(Excerpt from a dataset)
* BEGIN *

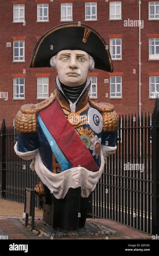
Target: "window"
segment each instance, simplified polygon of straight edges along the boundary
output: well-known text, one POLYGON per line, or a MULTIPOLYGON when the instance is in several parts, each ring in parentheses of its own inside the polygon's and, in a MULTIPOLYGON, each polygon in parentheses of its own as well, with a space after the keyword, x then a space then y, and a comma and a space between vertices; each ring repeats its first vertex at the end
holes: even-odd
POLYGON ((159 1, 149 2, 149 19, 159 19, 159 1))
POLYGON ((86 20, 97 20, 97 3, 85 3, 86 20))
POLYGON ((61 4, 61 21, 72 21, 72 3, 61 4))
POLYGON ((49 77, 38 77, 38 98, 48 98, 49 77))
POLYGON ((14 41, 14 61, 20 61, 24 60, 24 41, 14 41))
POLYGON ((37 5, 37 21, 49 21, 48 4, 42 4, 37 5))
POLYGON ((121 76, 110 76, 110 96, 121 97, 121 76))
POLYGON ((156 95, 159 95, 159 76, 150 76, 150 97, 155 98, 156 95))
POLYGON ((24 20, 24 4, 13 5, 13 22, 19 22, 24 20))
POLYGON ((110 19, 121 19, 121 2, 110 2, 110 19))
POLYGON ((159 38, 149 38, 149 58, 159 60, 159 38))
POLYGON ((14 98, 24 98, 24 77, 14 78, 14 98))
POLYGON ((121 59, 121 38, 110 39, 110 54, 112 59, 121 59))
POLYGON ((97 98, 97 76, 90 76, 91 85, 89 91, 88 95, 90 98, 97 98))

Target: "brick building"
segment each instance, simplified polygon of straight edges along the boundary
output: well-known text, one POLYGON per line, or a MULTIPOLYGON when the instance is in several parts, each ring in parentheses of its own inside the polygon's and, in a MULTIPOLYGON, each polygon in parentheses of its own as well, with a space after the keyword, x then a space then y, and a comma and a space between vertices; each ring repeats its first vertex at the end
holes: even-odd
POLYGON ((99 32, 112 58, 113 73, 89 74, 90 98, 111 103, 119 115, 138 113, 140 105, 152 113, 159 92, 159 1, 1 0, 0 6, 0 122, 12 125, 22 105, 38 103, 54 90, 56 72, 30 68, 32 54, 44 33, 72 22, 99 32))

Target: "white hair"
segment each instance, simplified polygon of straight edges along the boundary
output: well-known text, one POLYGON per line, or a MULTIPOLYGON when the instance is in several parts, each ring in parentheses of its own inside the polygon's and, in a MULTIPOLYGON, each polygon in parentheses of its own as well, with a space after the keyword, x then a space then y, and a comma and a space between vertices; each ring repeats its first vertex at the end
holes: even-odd
MULTIPOLYGON (((94 68, 95 65, 95 62, 93 59, 92 56, 90 56, 90 56, 90 65, 89 66, 89 72, 91 72, 93 70, 94 68)), ((50 66, 52 68, 54 69, 55 70, 56 69, 56 55, 53 56, 53 57, 50 59, 50 66)))

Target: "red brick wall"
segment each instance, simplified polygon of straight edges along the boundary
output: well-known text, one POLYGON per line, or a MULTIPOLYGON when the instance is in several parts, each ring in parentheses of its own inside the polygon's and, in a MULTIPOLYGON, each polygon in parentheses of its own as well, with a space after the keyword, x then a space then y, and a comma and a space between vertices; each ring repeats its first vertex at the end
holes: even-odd
MULTIPOLYGON (((67 1, 66 1, 65 2, 67 1)), ((36 37, 42 35, 47 31, 62 23, 60 20, 60 0, 49 2, 48 23, 36 22, 37 9, 36 0, 26 0, 25 3, 25 20, 26 25, 22 23, 13 23, 13 7, 11 0, 1 0, 0 2, 0 19, 2 40, 0 44, 1 60, 0 92, 8 92, 8 99, 0 99, 0 121, 5 118, 7 125, 13 124, 13 115, 19 110, 21 105, 29 103, 36 103, 42 101, 36 100, 37 77, 36 74, 50 73, 49 76, 49 94, 55 89, 54 81, 55 71, 51 68, 30 68, 29 63, 34 45, 36 37), (25 62, 13 63, 12 37, 25 36, 25 62), (11 42, 11 47, 7 47, 7 42, 11 42), (22 74, 26 70, 25 81, 25 100, 12 100, 13 78, 12 74, 22 74)), ((85 22, 85 0, 73 0, 73 22, 81 23, 92 26, 96 29, 109 46, 111 34, 122 34, 122 59, 121 61, 113 61, 114 72, 123 72, 122 75, 122 99, 106 98, 105 94, 110 95, 109 80, 104 84, 105 79, 109 79, 108 72, 95 69, 98 75, 98 102, 107 102, 113 104, 116 111, 120 113, 138 113, 139 109, 139 27, 125 27, 124 21, 139 19, 138 0, 121 0, 121 21, 109 21, 109 3, 104 0, 98 0, 98 21, 85 22), (136 69, 134 74, 133 70, 136 69)), ((149 99, 149 77, 148 72, 159 71, 158 61, 149 61, 149 34, 158 33, 159 21, 149 21, 148 1, 142 1, 141 19, 144 20, 144 28, 141 29, 141 111, 152 111, 154 99, 149 99)))

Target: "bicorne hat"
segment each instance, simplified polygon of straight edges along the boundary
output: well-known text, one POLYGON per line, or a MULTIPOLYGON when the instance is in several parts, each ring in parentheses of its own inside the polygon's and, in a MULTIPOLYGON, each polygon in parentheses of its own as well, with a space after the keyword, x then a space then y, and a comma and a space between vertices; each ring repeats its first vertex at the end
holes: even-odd
POLYGON ((95 68, 113 71, 110 54, 104 39, 91 27, 77 23, 60 25, 41 36, 34 47, 30 67, 50 67, 52 57, 66 50, 85 51, 93 58, 95 68))

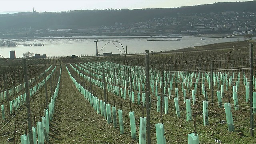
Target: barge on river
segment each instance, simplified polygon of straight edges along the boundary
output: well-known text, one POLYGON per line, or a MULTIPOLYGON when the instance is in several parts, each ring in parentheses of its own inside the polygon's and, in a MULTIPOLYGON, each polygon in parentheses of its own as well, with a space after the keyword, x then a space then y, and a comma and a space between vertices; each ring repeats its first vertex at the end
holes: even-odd
POLYGON ((180 41, 181 39, 180 38, 172 38, 170 39, 151 39, 147 40, 148 41, 180 41))

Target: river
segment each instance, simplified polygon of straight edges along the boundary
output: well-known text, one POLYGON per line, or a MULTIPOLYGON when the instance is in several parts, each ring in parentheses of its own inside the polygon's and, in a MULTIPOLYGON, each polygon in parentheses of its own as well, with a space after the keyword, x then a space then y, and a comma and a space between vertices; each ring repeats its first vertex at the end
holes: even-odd
MULTIPOLYGON (((145 50, 148 50, 150 52, 164 51, 175 49, 193 47, 214 43, 237 41, 238 39, 243 40, 244 38, 205 38, 206 40, 201 40, 200 38, 194 36, 183 36, 181 41, 147 41, 145 38, 122 38, 122 36, 110 37, 104 38, 101 36, 98 42, 98 53, 112 52, 113 54, 124 53, 127 46, 127 52, 133 54, 144 53, 145 50)), ((28 51, 34 54, 45 54, 48 57, 66 56, 76 54, 77 56, 93 56, 96 54, 96 42, 95 39, 90 37, 88 38, 56 38, 54 39, 3 39, 5 41, 15 42, 18 46, 14 47, 0 47, 0 54, 5 58, 9 58, 9 52, 15 50, 16 58, 21 57, 24 53, 28 51), (44 46, 24 46, 24 44, 43 43, 44 46)))

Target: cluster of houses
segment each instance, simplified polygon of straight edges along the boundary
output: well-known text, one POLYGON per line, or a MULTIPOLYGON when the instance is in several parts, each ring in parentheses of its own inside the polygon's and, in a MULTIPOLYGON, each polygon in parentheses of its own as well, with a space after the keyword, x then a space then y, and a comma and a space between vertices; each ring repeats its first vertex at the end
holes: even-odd
MULTIPOLYGON (((102 26, 102 32, 125 30, 126 32, 179 34, 244 32, 256 28, 254 12, 222 12, 210 13, 177 14, 178 16, 154 18, 145 22, 102 26)), ((252 32, 251 32, 252 33, 252 32)))

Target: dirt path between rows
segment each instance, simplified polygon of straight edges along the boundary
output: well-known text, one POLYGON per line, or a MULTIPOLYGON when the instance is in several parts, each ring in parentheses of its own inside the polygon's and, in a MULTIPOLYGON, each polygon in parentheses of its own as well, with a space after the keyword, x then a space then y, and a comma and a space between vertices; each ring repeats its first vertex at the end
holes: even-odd
POLYGON ((114 129, 112 123, 108 124, 104 117, 97 114, 74 86, 64 65, 62 66, 60 91, 50 126, 50 143, 124 142, 122 139, 124 138, 119 136, 119 128, 114 129))

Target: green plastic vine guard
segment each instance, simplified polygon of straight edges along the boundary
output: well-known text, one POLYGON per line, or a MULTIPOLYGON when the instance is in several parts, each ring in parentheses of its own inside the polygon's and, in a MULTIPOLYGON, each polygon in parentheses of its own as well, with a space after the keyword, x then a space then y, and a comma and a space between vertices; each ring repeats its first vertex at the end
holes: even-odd
POLYGON ((176 98, 179 98, 179 90, 178 88, 175 88, 175 96, 176 98))
POLYGON ((221 100, 220 92, 219 91, 217 91, 217 98, 218 98, 218 102, 219 105, 219 108, 221 108, 223 106, 223 104, 221 100))
POLYGON ((113 123, 114 124, 114 128, 115 128, 117 126, 116 122, 116 107, 112 106, 112 113, 113 114, 113 123))
POLYGON ((196 104, 196 94, 194 90, 192 90, 192 98, 193 99, 193 105, 196 104))
POLYGON ((228 128, 229 132, 234 131, 235 129, 234 126, 234 122, 233 121, 233 115, 231 112, 231 107, 230 104, 229 103, 225 103, 224 104, 225 107, 225 112, 226 116, 228 123, 228 128))
POLYGON ((44 130, 42 122, 36 122, 36 129, 37 132, 37 137, 38 139, 38 144, 44 144, 44 130))
POLYGON ((186 100, 186 107, 187 111, 187 121, 191 120, 191 104, 190 99, 186 100))
POLYGON ((194 134, 192 133, 188 134, 188 144, 199 144, 199 136, 197 134, 194 136, 194 134))
POLYGON ((100 113, 100 105, 99 104, 99 100, 98 99, 96 100, 96 109, 97 109, 97 114, 100 113))
POLYGON ((23 134, 20 136, 22 144, 29 144, 29 136, 27 134, 23 134))
POLYGON ((236 81, 236 91, 238 92, 238 88, 239 88, 239 83, 237 80, 236 81))
POLYGON ((139 144, 146 144, 146 118, 140 118, 139 144))
POLYGON ((161 96, 157 96, 157 112, 160 112, 160 108, 161 108, 161 96))
POLYGON ((172 81, 170 82, 170 88, 171 88, 171 90, 172 90, 172 81, 173 80, 173 78, 172 78, 172 81))
POLYGON ((184 103, 186 103, 186 97, 187 96, 187 92, 186 92, 186 90, 183 90, 183 99, 184 100, 184 103))
POLYGON ((9 102, 9 105, 10 106, 10 114, 12 114, 12 100, 9 102))
POLYGON ((233 92, 233 96, 234 98, 234 102, 235 105, 235 110, 239 110, 239 105, 238 105, 238 100, 237 98, 237 93, 236 92, 233 92))
POLYGON ((124 100, 125 100, 126 97, 126 88, 124 89, 124 100))
POLYGON ((97 102, 98 102, 98 97, 96 96, 94 97, 94 110, 97 111, 97 102))
POLYGON ((207 96, 207 91, 204 92, 204 98, 206 101, 208 101, 208 96, 207 96))
POLYGON ((124 97, 124 94, 123 94, 123 88, 120 88, 120 92, 121 93, 121 97, 124 97))
POLYGON ((145 100, 146 100, 146 93, 142 93, 142 103, 143 104, 143 106, 145 106, 145 100))
POLYGON ((108 121, 108 124, 112 122, 111 119, 111 110, 110 109, 110 104, 106 104, 106 107, 107 112, 107 120, 108 121))
POLYGON ((138 92, 137 94, 137 99, 138 100, 138 104, 140 105, 140 92, 138 92))
POLYGON ((103 107, 103 111, 104 112, 104 116, 105 117, 105 120, 107 120, 107 114, 106 114, 106 104, 105 102, 102 102, 102 106, 103 107))
POLYGON ((208 102, 203 101, 203 116, 204 117, 204 126, 209 124, 208 115, 208 102))
POLYGON ((225 94, 225 93, 224 93, 224 85, 223 85, 223 84, 221 85, 221 98, 223 98, 223 96, 225 94))
POLYGON ((165 114, 169 113, 169 109, 168 108, 168 97, 164 97, 164 113, 165 114))
POLYGON ((134 115, 134 112, 129 112, 129 116, 130 117, 130 121, 131 126, 131 133, 132 135, 132 138, 133 139, 137 139, 136 136, 136 128, 135 126, 135 116, 134 115))
POLYGON ((245 102, 249 102, 249 92, 250 88, 249 86, 246 87, 245 102))
POLYGON ((132 103, 134 103, 134 92, 132 92, 132 103))
POLYGON ((155 126, 156 133, 156 142, 157 144, 166 144, 166 141, 165 136, 164 136, 164 124, 161 123, 158 123, 156 124, 155 126))
POLYGON ((175 104, 175 109, 176 109, 176 114, 177 117, 180 117, 180 108, 179 107, 179 103, 178 101, 178 98, 175 98, 174 103, 175 104))
POLYGON ((36 144, 36 127, 32 126, 32 131, 33 132, 33 142, 34 142, 34 144, 36 144))
POLYGON ((168 88, 168 94, 169 96, 169 99, 170 99, 171 97, 172 97, 172 91, 171 90, 171 88, 168 88))
POLYGON ((3 120, 5 119, 5 115, 4 114, 4 106, 3 104, 1 105, 1 110, 2 111, 2 117, 3 120))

* END *

▶ [THE PROBLEM]:
Put the stretch of the listing from the line containing "Target: dirt path between rows" through the line containing "POLYGON ((114 129, 112" into a JSON list of strings, one string per line, skipping blank lines. Include both end lines and nothing outside that range.

▶ [ANSWER IN FULL]:
[
  "Target: dirt path between rows",
  "segment each instance, simplified polygon of straight edges along the boundary",
  "output: well-known text, one POLYGON per line, or a MULTIPOLYGON when the instance is in several parts, each ring in parentheses of its own inside the polygon's and, in a MULTIPOLYGON, each polygon in parentheses of its own as well, with a space after the keyword, x then a space then y, and a comma and a space between vertices; each ring repeats its first vertex at the end",
  "holes: even-odd",
  "POLYGON ((114 129, 112 123, 108 124, 104 117, 97 114, 74 86, 64 65, 62 66, 60 91, 50 126, 50 143, 124 142, 122 139, 124 138, 119 136, 119 128, 114 129))"
]